Yep, I realized that from this video of Jason Dorsey, born 1978, who was acting high on drugs just to say millennials start in 1977 so that he could be with the younger crowd and of course, have one year older than him. He is a Gen X trying to say he is a full millennial. While he would fall under the xennial, (1977-1980)-(1983-1985), he is Gen X.


----------



## karlpalaka

Blazkovitz said:


> He is a boomer himself, and he is quite critical of his generation. It was the boomers who started normalizing drugs and launched the culture wars.


1943 is a terrible year to start the boomer generation anyways and 1960 is the worst year to end it. I think they should rename this whole generation and base it off actual experiences. For me, 1939, 1940,1945, and 1946 are the only sensible years to start it, with 1939 and 1940 being the WWII starting years and 1945 and 1946 being the WWII ending years. For ending year, I would see it best as 1959, since 1960 were all born after the world population hit 3 billion, the US received its 50th and final state, and after NASA's first space mission, Project Mercury, and they were the first to still be teenagers after the world's first cellular network.


----------



## karlpalaka

q543frodomar said:


> You have a problem with an opinion?


Trying picturing a person born in 1977 giving birth to a baby in 1994. According to Jason Dorsey, the 1994 baby would be in the same generation as its mom. Same with a 1946 born giving birth in 1964 to a baby. The 1964 born baby would be in the same generation as its mom. The boomer, who is the child of another boomer. The millennial, who is the child of another millennial. To be honest, generations are based off the hierarchy between you, your parents, your grandparents, your (x(great)) grandparents, your children, your grandchildren, and your (x(great)) grandchildren. These baby boomer, gen x, gen y, and gen z better describe birth groups, not actual generations.


----------



## q543frodomar

karlpalaka said:


> Its funny actually. I was looking up sources that start Gen Z at 1998, and this is what I found. I saw a few saying 1998-2016 is Gen Z, and its weird how a few sources put 1977-1997 as millennials.
> 
> 
> 1998-2016 Gen Z
> https://www.occstrategy.com/media/1806/a-generation-without-borders.pdf
> 
> 1977-1997 Millennial
> https://www.ibm.com/blogs/insights-...millennials-making-the-generation-gap-work-2/
> 
> Another thing thats funny is that you have a problem with my opinions that I see age 2 as the start of childhood and 1999 and 2000 as seperate generations. I keep laughing to myself every time I think about your comments.


I don't have a problem with you saying 1999 is Y and 2000 isn't. What I DO have a problem with is your completely stupid logic that they grew up differently, and that they had differences in childhood which is false.


----------



## karlpalaka

q543frodomar said:


> I don't have a problem with you saying 1999 is Y and 2000 isn't. What I DO have a problem with is your completely stupid logic that they grew up differently, and that they had differences in childhood which is false.


I think it would be more ridiculous to say that 1996 and 1997 grew up differently than 1999 and 2000. Michael69 would write a book about how 1996 and 1997 grew up completely difference as if everyone born before 1997 had great memory, but those born from 1997 onwards had terrible memory. 1999 (except late 99) well had their childhood in 9/11 while 2000 did not


----------



## q543frodomar

karlpalaka said:


> I think it would be more ridiculous to say that 1996 and 1997 grew up differently than 1999 and 2000. Michael69 would write a book about how 1996 and 1997 grew up completely difference as if everyone born before 1997 had great memory, but those born from 1997 onwards had terrible memory. 1999 (except late 99) well had their childhood in 9/11 while 2000 did not


You keep going on about age 2 being a "kid" age. Ask 100 people born in 1999. Now ask them if ANY of them remember 9/11.


----------
——————
Direction 1 >> Reproduce the part of the forum thread on generational birth years that begins at the words "1943 is a terrible" and stops after "with an opinion?".

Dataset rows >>
——————
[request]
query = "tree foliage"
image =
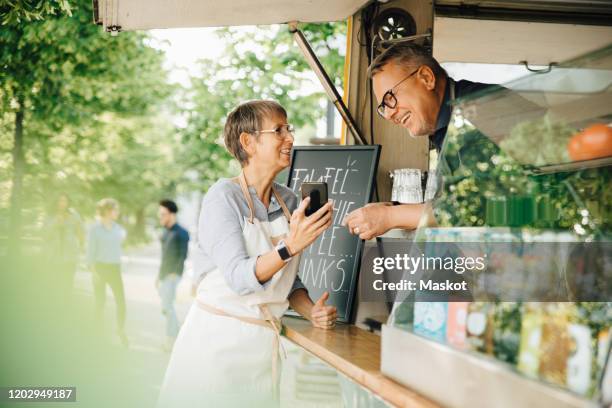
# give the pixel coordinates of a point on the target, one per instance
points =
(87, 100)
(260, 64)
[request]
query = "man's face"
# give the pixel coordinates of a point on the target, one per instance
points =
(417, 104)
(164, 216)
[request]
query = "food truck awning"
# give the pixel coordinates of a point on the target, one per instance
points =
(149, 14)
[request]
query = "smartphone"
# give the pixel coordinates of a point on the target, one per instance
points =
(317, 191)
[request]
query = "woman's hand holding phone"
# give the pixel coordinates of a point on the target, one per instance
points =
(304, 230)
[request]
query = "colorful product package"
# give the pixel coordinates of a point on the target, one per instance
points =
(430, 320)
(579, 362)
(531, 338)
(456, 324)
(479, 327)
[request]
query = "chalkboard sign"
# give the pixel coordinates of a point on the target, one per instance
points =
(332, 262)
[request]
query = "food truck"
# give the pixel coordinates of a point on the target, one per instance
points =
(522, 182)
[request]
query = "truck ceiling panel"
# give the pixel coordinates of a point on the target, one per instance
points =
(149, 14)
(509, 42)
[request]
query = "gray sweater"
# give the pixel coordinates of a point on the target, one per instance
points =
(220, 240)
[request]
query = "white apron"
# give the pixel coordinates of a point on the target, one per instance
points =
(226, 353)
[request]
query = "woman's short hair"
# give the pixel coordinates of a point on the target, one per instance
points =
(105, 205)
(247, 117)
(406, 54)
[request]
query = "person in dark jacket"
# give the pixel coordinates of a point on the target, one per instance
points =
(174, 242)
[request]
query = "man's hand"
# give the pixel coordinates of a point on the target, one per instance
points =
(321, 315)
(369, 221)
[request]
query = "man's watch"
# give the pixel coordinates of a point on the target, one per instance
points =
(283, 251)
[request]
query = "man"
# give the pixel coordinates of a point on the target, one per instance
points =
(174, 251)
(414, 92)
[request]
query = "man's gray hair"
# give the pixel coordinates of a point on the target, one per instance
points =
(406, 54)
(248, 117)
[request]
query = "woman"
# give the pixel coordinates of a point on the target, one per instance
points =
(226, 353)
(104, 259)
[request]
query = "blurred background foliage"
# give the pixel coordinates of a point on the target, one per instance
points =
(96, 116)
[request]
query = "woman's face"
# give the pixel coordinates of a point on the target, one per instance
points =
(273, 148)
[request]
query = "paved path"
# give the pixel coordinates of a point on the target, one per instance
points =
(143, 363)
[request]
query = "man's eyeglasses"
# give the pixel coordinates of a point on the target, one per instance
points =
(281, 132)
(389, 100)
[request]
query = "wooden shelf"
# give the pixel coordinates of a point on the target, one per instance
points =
——————
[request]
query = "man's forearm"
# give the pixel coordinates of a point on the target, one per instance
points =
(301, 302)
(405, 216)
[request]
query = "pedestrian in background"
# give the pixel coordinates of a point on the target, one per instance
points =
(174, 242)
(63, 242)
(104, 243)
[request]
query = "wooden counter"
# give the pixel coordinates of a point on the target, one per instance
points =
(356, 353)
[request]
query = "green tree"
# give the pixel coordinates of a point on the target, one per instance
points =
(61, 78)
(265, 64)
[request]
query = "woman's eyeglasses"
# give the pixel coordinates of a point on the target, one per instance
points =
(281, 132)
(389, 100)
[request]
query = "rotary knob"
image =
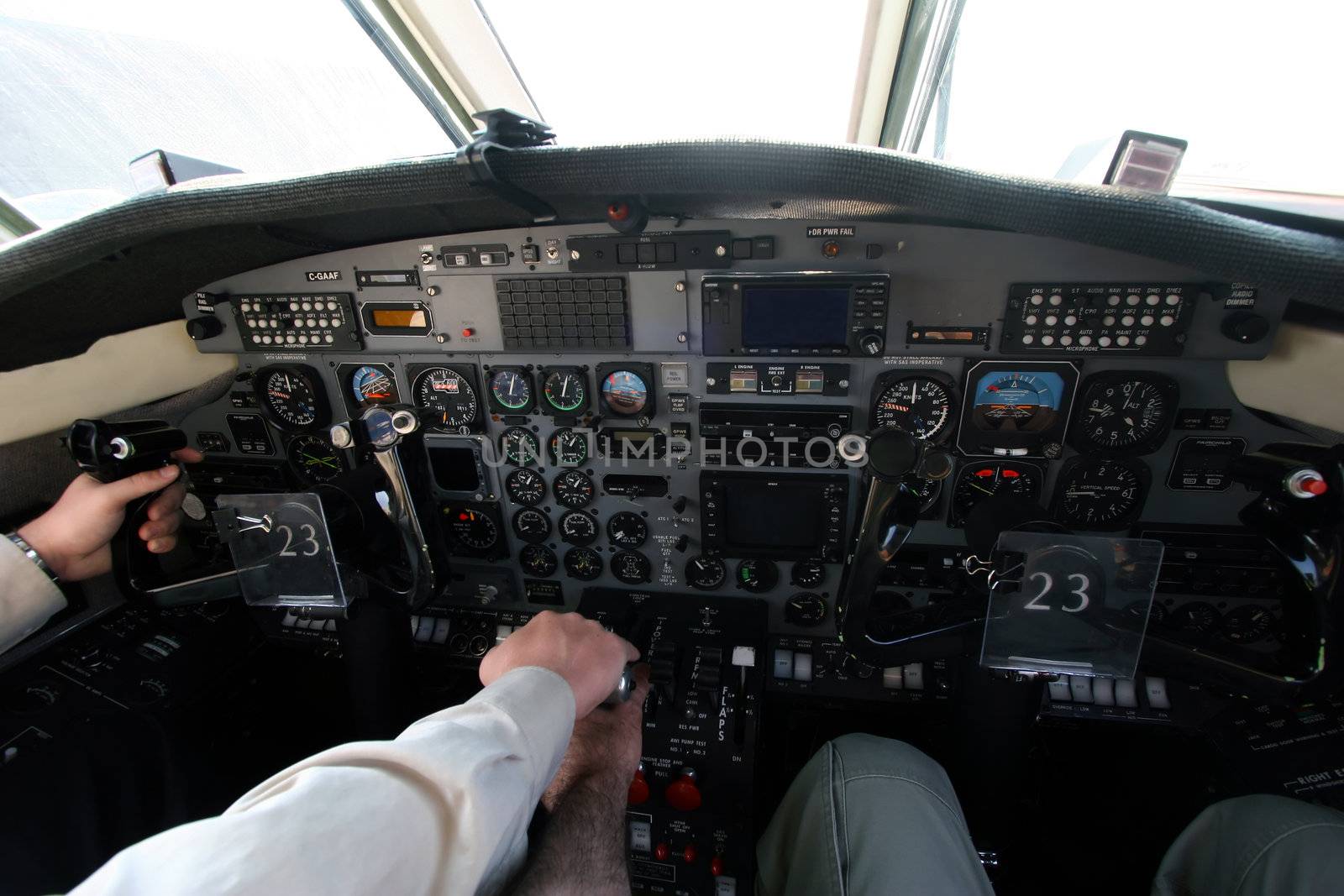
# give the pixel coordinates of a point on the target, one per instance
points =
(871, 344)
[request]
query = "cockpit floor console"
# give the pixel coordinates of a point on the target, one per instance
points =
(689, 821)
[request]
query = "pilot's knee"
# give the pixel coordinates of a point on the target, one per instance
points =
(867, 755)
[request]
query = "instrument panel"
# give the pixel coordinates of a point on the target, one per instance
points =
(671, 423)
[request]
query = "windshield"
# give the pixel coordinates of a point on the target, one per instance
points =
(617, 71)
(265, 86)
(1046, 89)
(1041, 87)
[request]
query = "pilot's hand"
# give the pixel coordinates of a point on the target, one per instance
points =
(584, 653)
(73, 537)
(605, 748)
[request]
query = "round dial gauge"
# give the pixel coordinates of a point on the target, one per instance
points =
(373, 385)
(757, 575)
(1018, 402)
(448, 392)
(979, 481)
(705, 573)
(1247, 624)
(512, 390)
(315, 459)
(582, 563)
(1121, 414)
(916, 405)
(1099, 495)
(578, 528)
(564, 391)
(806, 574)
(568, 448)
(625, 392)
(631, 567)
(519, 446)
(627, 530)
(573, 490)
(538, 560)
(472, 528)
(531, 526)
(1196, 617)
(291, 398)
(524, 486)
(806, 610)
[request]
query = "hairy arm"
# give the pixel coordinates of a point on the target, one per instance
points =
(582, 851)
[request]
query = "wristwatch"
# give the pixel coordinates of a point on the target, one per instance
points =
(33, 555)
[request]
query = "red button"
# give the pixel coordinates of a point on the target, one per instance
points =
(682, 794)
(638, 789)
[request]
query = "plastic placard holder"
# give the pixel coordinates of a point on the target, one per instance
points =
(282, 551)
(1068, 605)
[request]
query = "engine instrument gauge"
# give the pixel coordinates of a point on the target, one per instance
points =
——————
Direction 2 >> Report every line of the records that contains the word "background".

Expected output 1 >>
1943 is a terrible year to start the boomer generation anyways and 1960 is the worst year to end it. I think they should rename this whole generation and base it off actual experiences. For me, 1939, 1940,1945, and 1946 are the only sensible years to start it, with 1939 and 1940 being the WWII starting years and 1945 and 1946 being the WWII ending years. For ending year, I would see it best as 1959, since 1960 were all born after the world population hit 3 billion, the US received its 50th and final state, and after NASA's first space mission, Project Mercury, and they were the first to still be teenagers after the world's first cellular network.


----------



## karlpalaka

q543frodomar said:


> You have a problem with an opinion?

Expected output 2 >>
query = "blurred background foliage"
query = "pedestrian in background"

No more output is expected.